— What you need to do —
Find every line in the records below that contains the string "white", and copy each one. The match is case-sensitive.

(Region labeling records)
———

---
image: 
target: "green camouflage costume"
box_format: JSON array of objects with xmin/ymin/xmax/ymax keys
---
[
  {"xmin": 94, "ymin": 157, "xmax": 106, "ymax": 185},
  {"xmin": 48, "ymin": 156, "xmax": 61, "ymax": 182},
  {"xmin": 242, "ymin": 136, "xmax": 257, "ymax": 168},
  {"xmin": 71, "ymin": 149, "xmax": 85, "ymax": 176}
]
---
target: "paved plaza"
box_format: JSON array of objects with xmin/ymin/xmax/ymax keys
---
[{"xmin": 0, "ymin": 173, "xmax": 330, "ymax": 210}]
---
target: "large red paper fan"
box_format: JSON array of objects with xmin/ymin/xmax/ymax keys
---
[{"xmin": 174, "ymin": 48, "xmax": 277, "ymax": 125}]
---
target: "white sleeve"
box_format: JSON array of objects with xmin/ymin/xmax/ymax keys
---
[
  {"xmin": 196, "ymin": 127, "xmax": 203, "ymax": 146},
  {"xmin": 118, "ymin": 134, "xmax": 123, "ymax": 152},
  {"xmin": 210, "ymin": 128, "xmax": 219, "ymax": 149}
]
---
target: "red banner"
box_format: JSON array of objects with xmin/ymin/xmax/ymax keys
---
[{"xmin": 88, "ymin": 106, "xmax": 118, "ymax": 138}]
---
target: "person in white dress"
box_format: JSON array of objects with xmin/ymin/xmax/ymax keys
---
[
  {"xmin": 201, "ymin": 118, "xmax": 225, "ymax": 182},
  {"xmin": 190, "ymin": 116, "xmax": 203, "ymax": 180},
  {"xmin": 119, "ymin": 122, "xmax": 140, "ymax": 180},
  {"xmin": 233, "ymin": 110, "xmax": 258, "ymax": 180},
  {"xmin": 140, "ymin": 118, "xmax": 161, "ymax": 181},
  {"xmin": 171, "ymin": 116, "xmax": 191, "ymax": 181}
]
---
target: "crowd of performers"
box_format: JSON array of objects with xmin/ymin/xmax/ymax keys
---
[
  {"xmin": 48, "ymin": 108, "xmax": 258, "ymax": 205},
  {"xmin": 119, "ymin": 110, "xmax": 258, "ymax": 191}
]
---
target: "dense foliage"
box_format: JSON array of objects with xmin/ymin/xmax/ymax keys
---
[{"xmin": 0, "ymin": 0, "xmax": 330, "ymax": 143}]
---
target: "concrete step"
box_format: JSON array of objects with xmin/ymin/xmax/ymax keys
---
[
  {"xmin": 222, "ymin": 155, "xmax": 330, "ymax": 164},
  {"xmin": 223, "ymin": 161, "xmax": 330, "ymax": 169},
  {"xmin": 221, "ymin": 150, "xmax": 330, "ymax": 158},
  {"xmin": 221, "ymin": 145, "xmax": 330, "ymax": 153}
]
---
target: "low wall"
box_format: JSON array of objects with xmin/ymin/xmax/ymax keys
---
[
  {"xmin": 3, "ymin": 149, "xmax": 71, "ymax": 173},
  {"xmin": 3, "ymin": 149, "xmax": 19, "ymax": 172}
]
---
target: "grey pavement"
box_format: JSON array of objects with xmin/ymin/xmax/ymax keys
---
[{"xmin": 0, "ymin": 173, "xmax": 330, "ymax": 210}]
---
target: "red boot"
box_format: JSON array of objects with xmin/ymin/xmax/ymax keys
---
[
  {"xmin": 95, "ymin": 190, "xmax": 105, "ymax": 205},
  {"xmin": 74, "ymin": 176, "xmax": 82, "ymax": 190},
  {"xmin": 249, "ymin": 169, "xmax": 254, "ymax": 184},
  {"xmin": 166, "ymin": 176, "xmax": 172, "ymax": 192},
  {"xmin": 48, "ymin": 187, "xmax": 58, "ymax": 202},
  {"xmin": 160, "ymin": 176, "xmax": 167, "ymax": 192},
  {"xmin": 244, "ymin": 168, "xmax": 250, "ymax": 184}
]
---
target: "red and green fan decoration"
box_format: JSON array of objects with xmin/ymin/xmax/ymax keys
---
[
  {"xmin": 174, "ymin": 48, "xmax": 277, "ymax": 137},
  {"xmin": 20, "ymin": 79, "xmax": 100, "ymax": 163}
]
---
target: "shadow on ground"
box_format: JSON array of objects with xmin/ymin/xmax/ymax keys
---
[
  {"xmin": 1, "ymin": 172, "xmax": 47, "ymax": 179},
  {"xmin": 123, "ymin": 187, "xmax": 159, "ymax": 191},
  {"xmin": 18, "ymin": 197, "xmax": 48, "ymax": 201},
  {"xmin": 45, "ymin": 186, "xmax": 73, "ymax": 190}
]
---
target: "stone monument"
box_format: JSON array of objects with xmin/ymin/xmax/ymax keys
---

———

— Written reply —
target: "white sleeve"
target: "person in white dress"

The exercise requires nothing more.